___ MATERIAL SUPPLIED
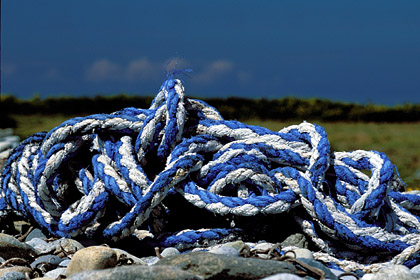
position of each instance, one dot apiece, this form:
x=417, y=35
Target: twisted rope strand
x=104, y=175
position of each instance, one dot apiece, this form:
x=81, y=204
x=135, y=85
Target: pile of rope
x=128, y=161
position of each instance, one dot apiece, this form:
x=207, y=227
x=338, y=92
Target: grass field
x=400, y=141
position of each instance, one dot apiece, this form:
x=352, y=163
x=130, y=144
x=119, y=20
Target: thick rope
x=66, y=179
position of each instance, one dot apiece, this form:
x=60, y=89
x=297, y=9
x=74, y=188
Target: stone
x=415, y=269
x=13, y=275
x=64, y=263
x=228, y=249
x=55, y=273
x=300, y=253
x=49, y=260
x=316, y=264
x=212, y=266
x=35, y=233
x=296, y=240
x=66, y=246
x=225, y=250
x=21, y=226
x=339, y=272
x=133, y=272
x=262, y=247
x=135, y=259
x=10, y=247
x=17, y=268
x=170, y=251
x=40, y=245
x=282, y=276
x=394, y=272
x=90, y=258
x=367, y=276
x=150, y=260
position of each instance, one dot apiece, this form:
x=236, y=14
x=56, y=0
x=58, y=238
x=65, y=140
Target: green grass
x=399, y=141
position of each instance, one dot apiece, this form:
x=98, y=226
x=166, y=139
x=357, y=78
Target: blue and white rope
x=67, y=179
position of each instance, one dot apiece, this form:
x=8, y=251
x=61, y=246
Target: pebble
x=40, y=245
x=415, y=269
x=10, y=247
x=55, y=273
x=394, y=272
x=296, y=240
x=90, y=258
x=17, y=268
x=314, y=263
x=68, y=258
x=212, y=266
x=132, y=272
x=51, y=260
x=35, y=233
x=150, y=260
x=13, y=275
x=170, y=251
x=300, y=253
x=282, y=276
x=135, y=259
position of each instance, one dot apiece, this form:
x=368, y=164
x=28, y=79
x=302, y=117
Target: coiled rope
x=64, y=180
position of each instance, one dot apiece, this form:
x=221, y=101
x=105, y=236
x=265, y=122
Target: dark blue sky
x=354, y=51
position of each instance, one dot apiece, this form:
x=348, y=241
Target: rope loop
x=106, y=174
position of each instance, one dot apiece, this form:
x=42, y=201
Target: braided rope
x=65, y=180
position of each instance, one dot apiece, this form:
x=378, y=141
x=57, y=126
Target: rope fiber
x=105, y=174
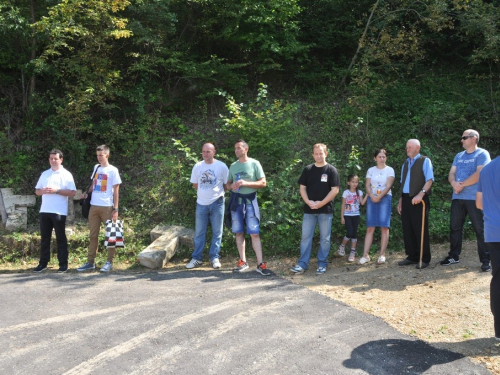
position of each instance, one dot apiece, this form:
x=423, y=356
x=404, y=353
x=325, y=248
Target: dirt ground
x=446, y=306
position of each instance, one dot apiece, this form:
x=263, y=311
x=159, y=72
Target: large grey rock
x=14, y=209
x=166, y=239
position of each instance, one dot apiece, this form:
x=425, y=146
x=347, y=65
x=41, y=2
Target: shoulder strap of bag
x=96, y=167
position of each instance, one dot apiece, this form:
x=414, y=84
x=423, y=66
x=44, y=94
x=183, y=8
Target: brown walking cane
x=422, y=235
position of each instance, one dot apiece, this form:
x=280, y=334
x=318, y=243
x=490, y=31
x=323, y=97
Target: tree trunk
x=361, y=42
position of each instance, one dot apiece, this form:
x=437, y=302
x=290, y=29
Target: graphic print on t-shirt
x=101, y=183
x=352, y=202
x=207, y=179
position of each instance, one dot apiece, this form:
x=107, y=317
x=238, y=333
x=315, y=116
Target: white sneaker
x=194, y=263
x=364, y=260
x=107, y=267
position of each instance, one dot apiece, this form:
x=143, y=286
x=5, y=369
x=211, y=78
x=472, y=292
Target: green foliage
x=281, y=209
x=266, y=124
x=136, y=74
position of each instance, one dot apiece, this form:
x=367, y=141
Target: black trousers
______
Return every entry above word for word, omitting the pictures.

position of each instance, one dot apiece, this form:
x=417, y=35
Target: twisted rope strand
x=104, y=175
position of each instance, one dot apiece, this form:
x=81, y=204
x=135, y=85
Target: pile of rope
x=128, y=161
position of each instance, one dot apiece, this form:
x=207, y=227
x=338, y=92
Target: grass field
x=400, y=141
position of each instance, one dot apiece, this form:
x=352, y=163
x=130, y=144
x=119, y=20
Target: thick rope
x=66, y=179
position of each instance, one dot apiece, this form:
x=60, y=89
x=297, y=9
x=74, y=188
Target: stone
x=415, y=269
x=13, y=275
x=64, y=263
x=228, y=249
x=55, y=273
x=300, y=253
x=49, y=260
x=316, y=264
x=212, y=266
x=35, y=233
x=296, y=240
x=66, y=246
x=225, y=250
x=21, y=226
x=339, y=272
x=133, y=272
x=262, y=247
x=135, y=259
x=10, y=247
x=17, y=268
x=170, y=251
x=40, y=245
x=282, y=276
x=394, y=272
x=90, y=258
x=367, y=276
x=150, y=260
position of each instance, one dot apiece, this form:
x=236, y=14
x=56, y=0
x=58, y=238
x=65, y=140
Target: green grass
x=399, y=141
position of each instance, one dot apiece, this form:
x=98, y=226
x=166, y=139
x=357, y=78
Target: blue and white rope
x=67, y=179
position of each instance, one dot apiece, this form:
x=8, y=251
x=61, y=246
Target: pebble
x=40, y=245
x=415, y=269
x=10, y=247
x=55, y=273
x=394, y=272
x=296, y=240
x=90, y=258
x=17, y=268
x=314, y=263
x=68, y=258
x=212, y=266
x=132, y=272
x=51, y=260
x=35, y=233
x=150, y=260
x=13, y=275
x=170, y=251
x=300, y=253
x=282, y=276
x=135, y=259
position of each instance, one dot apiece, this form:
x=368, y=164
x=28, y=79
x=302, y=117
Target: coiled rope
x=64, y=180
position of each instance, one dot apiece, this form:
x=221, y=101
x=105, y=236
x=265, y=122
Target: dark blue sky
x=354, y=51
position of each instance, one dot apiece, this form:
x=348, y=241
Target: rope loop
x=106, y=174
position of each instance, one dot apiece, this form:
x=42, y=201
Target: braided rope
x=65, y=180
position of each instance, one dot apiece, this form:
x=378, y=141
x=57, y=126
Target: rope fiber
x=105, y=174
position of each instance, one dot apiece, this form:
x=423, y=356
x=404, y=353
x=325, y=248
Target: dirt ground
x=446, y=306
position of each instance, one dot apiece, this form:
x=263, y=311
x=159, y=72
Target: large grey rock
x=14, y=209
x=166, y=239
position of each instance, one dot apiece, this form:
x=425, y=146
x=347, y=65
x=41, y=2
Target: shoulder strap of bag
x=96, y=167
position of each instance, one dot apiece, this form:
x=414, y=84
x=423, y=66
x=44, y=94
x=183, y=8
Target: brown walking cane
x=422, y=235
position of each instance, one dot apiece, this form:
x=280, y=334
x=318, y=243
x=490, y=31
x=323, y=97
Target: tree trunk
x=361, y=42
position of each instance, one dot apiece, this form:
x=437, y=302
x=290, y=29
Target: graphic print on t-shirt
x=101, y=183
x=352, y=202
x=207, y=179
position of each instance, one dot apiece, this form:
x=107, y=317
x=238, y=333
x=315, y=116
Target: white sneaker
x=194, y=263
x=364, y=260
x=107, y=267
position of each instance, one dot apiece, this form:
x=143, y=286
x=5, y=369
x=211, y=78
x=472, y=292
Target: green foliage
x=281, y=209
x=266, y=124
x=136, y=74
position of each instance, one dot apiece, this form:
x=367, y=141
Target: black trousers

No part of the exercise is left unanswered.